Reproduce the listing below in its entirety. Change nothing.
[start of Working data]
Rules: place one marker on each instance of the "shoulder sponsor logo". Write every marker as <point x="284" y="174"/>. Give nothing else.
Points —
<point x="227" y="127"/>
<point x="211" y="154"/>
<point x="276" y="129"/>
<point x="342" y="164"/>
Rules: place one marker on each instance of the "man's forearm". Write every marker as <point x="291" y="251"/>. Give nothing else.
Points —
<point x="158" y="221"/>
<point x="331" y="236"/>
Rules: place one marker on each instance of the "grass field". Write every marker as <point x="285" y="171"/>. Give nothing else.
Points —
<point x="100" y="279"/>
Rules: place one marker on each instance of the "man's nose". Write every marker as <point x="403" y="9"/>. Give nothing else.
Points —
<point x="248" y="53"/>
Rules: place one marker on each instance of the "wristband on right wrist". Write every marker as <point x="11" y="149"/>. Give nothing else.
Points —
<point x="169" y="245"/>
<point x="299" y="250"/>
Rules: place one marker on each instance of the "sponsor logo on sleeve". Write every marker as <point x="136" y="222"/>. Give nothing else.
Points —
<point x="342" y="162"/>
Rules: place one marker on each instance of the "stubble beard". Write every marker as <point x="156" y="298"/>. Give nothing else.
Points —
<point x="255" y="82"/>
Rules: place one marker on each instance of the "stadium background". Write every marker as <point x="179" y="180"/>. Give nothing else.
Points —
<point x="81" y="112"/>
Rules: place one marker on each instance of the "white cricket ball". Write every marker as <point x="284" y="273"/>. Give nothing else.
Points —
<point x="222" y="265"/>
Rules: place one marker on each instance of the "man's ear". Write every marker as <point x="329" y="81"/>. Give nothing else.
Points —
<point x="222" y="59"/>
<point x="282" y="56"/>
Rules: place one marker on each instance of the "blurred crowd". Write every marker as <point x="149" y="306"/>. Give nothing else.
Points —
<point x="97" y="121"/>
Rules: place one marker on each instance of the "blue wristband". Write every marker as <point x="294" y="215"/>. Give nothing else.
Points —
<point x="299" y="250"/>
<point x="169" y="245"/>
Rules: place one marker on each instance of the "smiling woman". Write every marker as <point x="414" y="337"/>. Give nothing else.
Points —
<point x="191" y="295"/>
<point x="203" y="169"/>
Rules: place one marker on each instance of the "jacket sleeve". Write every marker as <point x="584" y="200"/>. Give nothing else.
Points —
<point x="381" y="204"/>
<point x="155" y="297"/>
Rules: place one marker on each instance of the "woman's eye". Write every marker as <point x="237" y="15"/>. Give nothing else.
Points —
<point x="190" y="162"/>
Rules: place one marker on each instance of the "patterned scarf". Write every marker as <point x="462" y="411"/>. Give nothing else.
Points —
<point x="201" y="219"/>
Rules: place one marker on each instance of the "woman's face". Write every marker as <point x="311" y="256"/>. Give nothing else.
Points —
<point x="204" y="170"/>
[end of Working data]
__Correct response__:
Rules: place one marker on each instance of the "shoulder sponsor logo". Write every marker as <point x="284" y="174"/>. Give nothing else.
Points —
<point x="227" y="127"/>
<point x="211" y="154"/>
<point x="276" y="129"/>
<point x="342" y="164"/>
Rules: place one marker on each instance of the "man's forearm". Write every marker as <point x="291" y="251"/>. Give nothing else.
Points —
<point x="158" y="221"/>
<point x="331" y="236"/>
Rules: place one marker on each instance of the "grass field". Write every marker as <point x="285" y="171"/>. Give nothing else.
Points —
<point x="100" y="279"/>
Rules: place one marker on each instance of the "man's nose". Write every marker as <point x="403" y="9"/>. Give nothing else.
Points —
<point x="248" y="53"/>
Rules: place one marker on each instance of the "wristband on right wrist". Write every marker as <point x="11" y="149"/>. Give nothing else.
Points —
<point x="169" y="245"/>
<point x="299" y="250"/>
Rules: place one marker on each instance of the "sponsor logo on sleeve". Write every marker as <point x="136" y="222"/>. Give nothing else.
Points —
<point x="342" y="162"/>
Rules: place one marker on each instance of the "stubble beard". Write every marker as <point x="156" y="298"/>. Give nothing else.
Points —
<point x="255" y="82"/>
Rules: place one marker on each instance of the "stadium background". Write every marker as <point x="179" y="180"/>. Give nothing else.
Points —
<point x="81" y="112"/>
Rules: place one marker on each instance of the "white cricket ball". Write every marker as <point x="284" y="273"/>. Give nothing else.
Points —
<point x="222" y="265"/>
Rules: place one marker on each instance of the "man's ear". Write every marker as <point x="329" y="81"/>. Give nothing else.
Points —
<point x="222" y="59"/>
<point x="282" y="56"/>
Rules: place one marker on each instance of the "blurred crowd". Write every marker as <point x="149" y="306"/>. Give nothing else.
Points —
<point x="97" y="121"/>
Rules: place one marker on each instance of the "blue wristband". Write every marker as <point x="294" y="215"/>. Give nothing else.
Points —
<point x="299" y="250"/>
<point x="169" y="245"/>
Rules: place one marker on each instance of the "smiling woman". Write every marker as <point x="414" y="337"/>. Give nothing else.
Points —
<point x="191" y="295"/>
<point x="203" y="169"/>
Rules: place one marker on each instance of the "jacket sleeve". Write every marker as <point x="584" y="200"/>. Give nothing else.
Points —
<point x="381" y="204"/>
<point x="155" y="297"/>
Rules: place one marker on each instance of the "woman's eye". Write every marker as <point x="237" y="15"/>. Give nothing else.
Points —
<point x="190" y="162"/>
Rules: place one marker on each instance of the "patterned scarf". Write every marker as <point x="462" y="411"/>. Give nothing else.
Points —
<point x="201" y="219"/>
Rules: place one marker on each instance of the "woman's face". Write every marker as <point x="311" y="256"/>. Give nothing else.
Points —
<point x="204" y="170"/>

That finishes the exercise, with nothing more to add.